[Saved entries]
__________________________________________________

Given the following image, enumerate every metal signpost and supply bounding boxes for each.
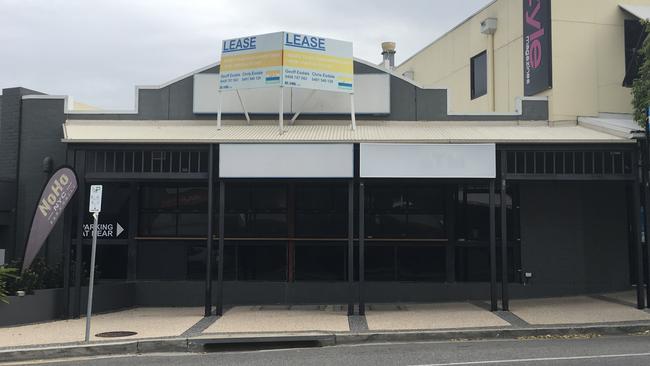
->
[85,185,102,342]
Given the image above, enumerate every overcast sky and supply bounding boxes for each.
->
[0,0,492,109]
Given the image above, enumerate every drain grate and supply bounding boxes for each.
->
[95,331,138,338]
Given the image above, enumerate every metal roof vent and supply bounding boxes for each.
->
[381,41,396,69]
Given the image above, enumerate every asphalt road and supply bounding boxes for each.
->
[23,334,650,366]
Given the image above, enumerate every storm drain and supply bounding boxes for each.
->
[95,331,138,338]
[201,340,322,353]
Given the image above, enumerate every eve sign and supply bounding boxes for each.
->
[523,0,552,96]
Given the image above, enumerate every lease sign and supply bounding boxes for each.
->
[219,32,353,94]
[523,0,552,96]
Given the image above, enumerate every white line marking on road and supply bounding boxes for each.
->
[408,352,650,366]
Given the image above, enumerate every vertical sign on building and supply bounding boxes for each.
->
[523,0,552,96]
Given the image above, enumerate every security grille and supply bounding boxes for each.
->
[504,150,633,178]
[85,150,208,174]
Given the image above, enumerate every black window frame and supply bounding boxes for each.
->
[470,50,488,100]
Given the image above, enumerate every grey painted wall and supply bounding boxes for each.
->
[66,61,549,122]
[14,98,67,265]
[519,181,631,297]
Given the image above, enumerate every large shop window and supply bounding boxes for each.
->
[139,185,208,237]
[364,183,447,282]
[225,183,287,237]
[454,184,520,282]
[366,184,445,239]
[470,51,488,99]
[76,183,131,280]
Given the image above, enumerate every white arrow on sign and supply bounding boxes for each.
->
[116,223,124,237]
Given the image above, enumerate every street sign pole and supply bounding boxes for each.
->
[85,185,102,342]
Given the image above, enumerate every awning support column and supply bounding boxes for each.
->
[347,180,354,316]
[204,145,215,317]
[632,148,646,309]
[216,180,226,316]
[73,150,86,318]
[489,179,498,311]
[500,151,509,311]
[358,181,365,316]
[643,138,650,308]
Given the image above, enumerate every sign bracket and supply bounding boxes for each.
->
[279,86,284,135]
[350,93,356,131]
[236,90,251,124]
[217,90,223,130]
[290,90,317,125]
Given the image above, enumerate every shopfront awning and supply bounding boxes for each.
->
[62,120,632,144]
[620,4,650,20]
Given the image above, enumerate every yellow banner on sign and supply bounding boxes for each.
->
[283,50,353,74]
[220,50,283,72]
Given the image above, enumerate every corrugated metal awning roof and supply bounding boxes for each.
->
[62,120,632,144]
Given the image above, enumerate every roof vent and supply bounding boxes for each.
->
[381,41,396,69]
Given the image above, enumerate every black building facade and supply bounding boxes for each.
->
[0,59,647,318]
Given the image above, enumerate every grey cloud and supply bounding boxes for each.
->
[0,0,492,109]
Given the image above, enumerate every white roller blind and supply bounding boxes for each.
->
[360,143,496,178]
[219,144,353,178]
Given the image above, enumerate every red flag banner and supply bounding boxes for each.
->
[22,166,78,273]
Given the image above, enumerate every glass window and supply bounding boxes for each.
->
[141,186,177,210]
[178,187,208,210]
[139,213,176,236]
[623,19,647,87]
[366,184,446,239]
[82,244,128,280]
[295,183,348,238]
[138,185,208,237]
[237,242,287,281]
[471,51,487,99]
[294,242,345,281]
[365,245,395,281]
[396,245,446,282]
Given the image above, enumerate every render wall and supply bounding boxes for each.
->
[396,0,649,122]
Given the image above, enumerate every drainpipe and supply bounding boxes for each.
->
[481,18,498,112]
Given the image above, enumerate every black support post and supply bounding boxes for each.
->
[358,181,365,316]
[489,179,498,311]
[500,151,509,311]
[445,184,456,283]
[73,150,86,318]
[641,116,650,307]
[347,180,354,315]
[62,147,75,319]
[216,180,226,316]
[127,182,138,281]
[204,145,214,317]
[632,148,646,309]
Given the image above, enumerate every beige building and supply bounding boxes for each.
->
[396,0,650,123]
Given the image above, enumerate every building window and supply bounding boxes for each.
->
[623,20,647,87]
[138,185,208,237]
[470,51,488,99]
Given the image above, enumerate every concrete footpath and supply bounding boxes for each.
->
[2,292,650,363]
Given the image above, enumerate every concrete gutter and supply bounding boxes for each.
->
[2,323,650,363]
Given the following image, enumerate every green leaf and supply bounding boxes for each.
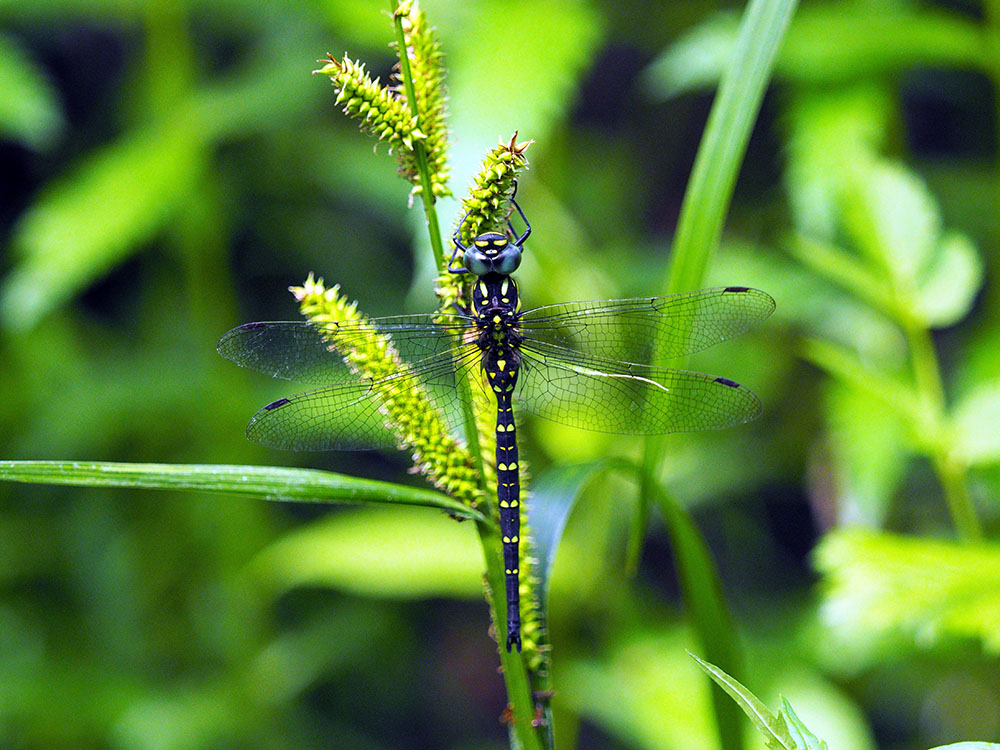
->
[776,6,985,82]
[526,462,605,608]
[663,0,799,295]
[927,744,1000,750]
[841,160,941,293]
[252,505,483,599]
[690,653,795,749]
[784,84,890,238]
[800,337,921,427]
[0,34,63,149]
[0,461,483,520]
[559,631,725,750]
[952,383,1000,466]
[654,488,745,741]
[1,115,205,332]
[815,528,1000,654]
[781,697,829,750]
[643,6,985,97]
[641,11,740,100]
[913,232,984,328]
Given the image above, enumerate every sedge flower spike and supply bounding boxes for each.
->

__________________________________________________

→ **Description of the task**: Only the lines above starting at the line that holds "Given the image above, enumerate every security" and ending at the line that holds "Given the image above, enumerate every sign" are to be repeated, exactly and in full.

→ **Result for this task**:
Given the image above, enumerate every security grille and supply bounding boxes for each.
->
[504,150,633,178]
[85,150,208,174]
Given the image above, enumerate every black window frame and supply bounding boxes for each.
->
[470,50,488,100]
Given the image above, enumerate every grey painted wall and supply bounding boxes for each.
->
[66,61,549,122]
[14,98,67,265]
[519,181,631,297]
Given the image above, enumerate every large shop window and supply bounding boxes for each.
->
[139,185,208,237]
[364,183,447,282]
[225,183,287,237]
[454,184,520,282]
[366,184,445,239]
[470,51,488,99]
[76,183,131,280]
Given the image above, enumerate every white arrow on sign and supply bounding boxes for each.
->
[116,223,124,237]
Given the image above, enumerate every street sign pole and supply bounding boxes for each.
->
[85,185,102,342]
Given the image above, enumerate every awning support column and supply bounding boxes for each.
->
[347,180,354,316]
[204,145,215,317]
[632,148,646,309]
[216,180,226,316]
[73,150,86,318]
[489,179,498,311]
[500,151,509,311]
[358,181,365,316]
[643,138,650,308]
Given the image above, enumerate every sign bracket and supply bounding boxes for each.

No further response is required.